> [Text segment]:
────────

Total: 306 validation binaries, 5,707+ numerical checks, 63 papers reproduced.

Why This Matters for a Core Facility

Reproducibility: Same binary, same result, every time. No Python version drift. No R package conflicts. No “it worked on my machine.”
Speed: GPU-accelerated spectral matching is 1,077× faster than CPU. Diversity calculations are GPU-native.
Provenance: Optional cryptographic signing on every result ( BearDog Ed25519). Maps to ISO 17025 traceability requirements.
No sysadmin: One cargo build compiles everything. No Galaxy server to maintain. No conda environments to debug.

For Graduate Students

What You Get

A real science pipeline validated against published papers — not a toy project. When you extend it with your own data, the infrastructure guarantees correctness.

The K-Nome Approach

K-Nome (Knowledge-Numeric Observed & Mentored Evolutionary Programming) is how this was built: one human with domain expertise mentoring AI (Cursor IDE) through iterative cycles. The Rust compiler is the fitness function — code either compiles and passes tests, or it doesn’t.

What this means for you:

You don’t need to be a Rust expert. The compiler teaches you.

────────

> [Extracted entries]:
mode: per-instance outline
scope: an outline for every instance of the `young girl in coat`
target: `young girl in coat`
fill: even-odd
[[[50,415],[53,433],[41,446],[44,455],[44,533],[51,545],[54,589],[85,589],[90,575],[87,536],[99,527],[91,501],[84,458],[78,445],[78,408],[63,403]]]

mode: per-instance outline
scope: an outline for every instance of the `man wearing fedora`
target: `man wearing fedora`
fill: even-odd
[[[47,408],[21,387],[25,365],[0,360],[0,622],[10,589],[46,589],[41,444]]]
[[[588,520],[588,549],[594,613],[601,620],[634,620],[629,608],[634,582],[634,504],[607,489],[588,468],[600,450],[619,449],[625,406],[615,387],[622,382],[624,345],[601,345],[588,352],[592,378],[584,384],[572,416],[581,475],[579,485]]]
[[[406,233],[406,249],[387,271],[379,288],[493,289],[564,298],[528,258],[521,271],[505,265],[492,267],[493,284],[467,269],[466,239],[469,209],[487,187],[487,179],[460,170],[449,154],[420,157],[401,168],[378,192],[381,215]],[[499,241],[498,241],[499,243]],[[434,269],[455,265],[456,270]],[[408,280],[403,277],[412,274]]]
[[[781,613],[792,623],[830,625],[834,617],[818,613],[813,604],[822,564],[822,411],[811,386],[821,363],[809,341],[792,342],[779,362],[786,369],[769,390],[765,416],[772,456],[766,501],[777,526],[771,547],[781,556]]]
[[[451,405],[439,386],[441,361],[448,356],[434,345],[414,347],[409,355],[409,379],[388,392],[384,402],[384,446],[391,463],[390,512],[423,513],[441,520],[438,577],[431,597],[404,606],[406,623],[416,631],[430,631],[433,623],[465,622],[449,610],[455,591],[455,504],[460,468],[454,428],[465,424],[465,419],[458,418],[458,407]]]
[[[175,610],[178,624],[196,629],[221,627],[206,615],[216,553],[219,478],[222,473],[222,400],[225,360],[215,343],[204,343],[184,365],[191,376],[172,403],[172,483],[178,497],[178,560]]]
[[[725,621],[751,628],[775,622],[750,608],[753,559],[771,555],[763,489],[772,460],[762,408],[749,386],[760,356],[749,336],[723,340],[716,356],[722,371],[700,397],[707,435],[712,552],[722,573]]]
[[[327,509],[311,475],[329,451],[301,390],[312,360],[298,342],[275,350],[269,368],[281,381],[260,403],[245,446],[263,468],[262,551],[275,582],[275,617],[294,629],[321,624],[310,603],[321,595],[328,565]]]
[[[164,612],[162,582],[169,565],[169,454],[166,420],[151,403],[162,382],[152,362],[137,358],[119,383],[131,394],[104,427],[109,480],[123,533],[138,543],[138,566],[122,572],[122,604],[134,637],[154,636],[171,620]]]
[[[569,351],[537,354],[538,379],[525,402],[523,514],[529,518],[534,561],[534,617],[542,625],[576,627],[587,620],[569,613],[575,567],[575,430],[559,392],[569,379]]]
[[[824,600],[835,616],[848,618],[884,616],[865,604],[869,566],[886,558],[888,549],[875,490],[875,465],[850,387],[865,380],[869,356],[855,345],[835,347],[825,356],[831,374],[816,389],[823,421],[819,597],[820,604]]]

────────

> [Tasks to perform]:
1. In the core-facility section, switch "sysadmin" to "system administrator" and write out the stretch from "Reproducibility: Same binary, same" through "environments to debug.".
2. Carry the text about the K-Nome science pipeline on from its final sentence.

> [Exercise answers]:
1.
Reproducibility: Same binary, same result, every time. No Python version drift. No R package conflicts. No “it worked on my machine.”
Speed: GPU-accelerated spectral matching is 1,077× faster than CPU. Diversity calculations are GPU-native.
Provenance: Optional cryptographic signing on every result ( BearDog Ed25519). Maps to ISO 17025 traceability requirements.
No system administrator: One cargo build compiles everything. No Galaxy server to maintain. No conda environments to debug.

2.
Every module has tests that serve as executable documentation.
The validation binaries are the ground truth — if your modification breaks a check, you know immediately.

Student Project Ideas (Real Science, Not Homework)

Project	Spring	What You’d Do	Data Source
Anderson eigensolve at scale	wetSpring + ICER	Run L=200 3D lattice on A100 GPUs	Computed
ADDRC compound triage	healthSpring	GPU Hill sweep on 8K compounds	ADDRC library
Soil microbiome classification	wetSpring	Real 16S through full pipeline	KBS LTER / Genomics Core
Population PK on real data	healthSpring	NLME on MIMIC-IV vancomycin TDM	PhysioNet
NPU edge deployment	toadStool	ESN classifier on BrainChip AKD1000	Live hardware
Drug-disease NMF at scale	wetSpring Track 3	NMF on ChEMBL 2M+ bioactivities	ChEMBL REST API

Each of these is publishable. The spring’s existing validation infrastructure guarantees your results are correct.

For Lab Technicians / Research Associates

What You Need to Know

You don’t need to write Rust. The validation binaries are pre-built executables. Your workflow is:

Prepare your data (FASTQ, mzML, CSV — whatever your instrument produces)
Run the relevant binary (cargo run --release --bin validate_*)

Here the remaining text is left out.